Can you carry on the supervised fine-tuning article below, starting after its last sentence?

Start of Document extract

Published on

Supervised Fine-tuning for Large Language Models

Authors

Last Modified : Wednesday, May 01, 2024

Table of content

  1. What is Supervised Fine-tuning
  2. When to use it
  3. Create SFT dataset
  4. How to implement it

What is Supervised Fine-tuning

Supervised Fine-tuning which is also know as SFT, is a method to fine tune a large language model in supervised manner.

For eg, look at the following image:

SFT dataset example

Above image contains SFT datatset samples, this dataset tells language models what to respond when asked a question in that manner like what is the best programming language?, the response will be python not a Javascript or any other language, that is a supervised fine-tuning.

When to use it

Supervised fine-tuning is used when you want your language model to follow certain instruction. This yields in model being more correct in responses, coherence, and model performace also increases.

This was first used in InstructGPT, and then in it was also used in ChatGPT, as well as in LlaMA-2.

End of Document extract
Start of Dataset entries

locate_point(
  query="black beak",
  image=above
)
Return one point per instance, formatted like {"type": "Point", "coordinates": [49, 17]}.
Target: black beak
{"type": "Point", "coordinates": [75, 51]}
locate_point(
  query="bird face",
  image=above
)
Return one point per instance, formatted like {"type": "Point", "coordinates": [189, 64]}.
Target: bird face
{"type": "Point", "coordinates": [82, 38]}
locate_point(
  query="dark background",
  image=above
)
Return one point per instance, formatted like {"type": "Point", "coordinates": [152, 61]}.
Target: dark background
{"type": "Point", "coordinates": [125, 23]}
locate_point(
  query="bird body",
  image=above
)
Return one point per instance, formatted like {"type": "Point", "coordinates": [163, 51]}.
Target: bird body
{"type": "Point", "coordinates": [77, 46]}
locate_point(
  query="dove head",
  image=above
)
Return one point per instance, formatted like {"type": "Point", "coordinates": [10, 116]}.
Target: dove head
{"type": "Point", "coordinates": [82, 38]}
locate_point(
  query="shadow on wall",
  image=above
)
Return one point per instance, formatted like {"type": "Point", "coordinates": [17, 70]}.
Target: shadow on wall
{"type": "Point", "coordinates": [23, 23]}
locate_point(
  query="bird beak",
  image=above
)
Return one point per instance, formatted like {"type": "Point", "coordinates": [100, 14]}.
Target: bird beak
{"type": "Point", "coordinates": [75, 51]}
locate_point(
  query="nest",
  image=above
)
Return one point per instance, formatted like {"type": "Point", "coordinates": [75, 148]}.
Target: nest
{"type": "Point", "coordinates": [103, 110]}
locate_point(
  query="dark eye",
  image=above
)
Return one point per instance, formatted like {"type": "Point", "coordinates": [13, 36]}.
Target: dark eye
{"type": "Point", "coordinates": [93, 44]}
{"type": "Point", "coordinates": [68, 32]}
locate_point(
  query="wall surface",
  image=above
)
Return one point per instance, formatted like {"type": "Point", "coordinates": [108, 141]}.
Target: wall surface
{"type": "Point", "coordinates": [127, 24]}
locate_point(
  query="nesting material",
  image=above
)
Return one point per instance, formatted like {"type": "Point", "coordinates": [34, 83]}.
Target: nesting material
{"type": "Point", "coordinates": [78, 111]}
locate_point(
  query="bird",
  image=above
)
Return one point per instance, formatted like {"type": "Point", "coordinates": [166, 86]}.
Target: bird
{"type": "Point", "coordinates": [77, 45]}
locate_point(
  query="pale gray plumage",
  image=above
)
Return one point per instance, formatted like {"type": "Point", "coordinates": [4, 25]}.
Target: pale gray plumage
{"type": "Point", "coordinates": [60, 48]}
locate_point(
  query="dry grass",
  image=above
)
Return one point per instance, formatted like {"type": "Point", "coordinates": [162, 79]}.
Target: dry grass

End of Dataset entries

> [Task result]:
Create SFT dataset

As I explained it previously, SFT depends on dataset, so it's accuracy is also depends on quality of dataset.

We need to include human verification to check the quality of dataset.

How to implement it

Supervised Fine-tuning and pretraining languge models are similar, in pretraining we pass traning data for next token prediction and in SFT we pass SFT dataset the same way for next token prediction.

We can use SFTTrainer from Transformer Reinforcement Learning

from datasets import load_dataset
from trl import SFTTrainer

dataset = load_dataset("imdb", split="train")

trainer = SFTTrainer(
    "facebook/opt-350m",
    train_dataset=dataset,
    dataset_text_field="text",
    max_seq_length=512,
)
trainer.train()

With this few lines you can train your own SFT.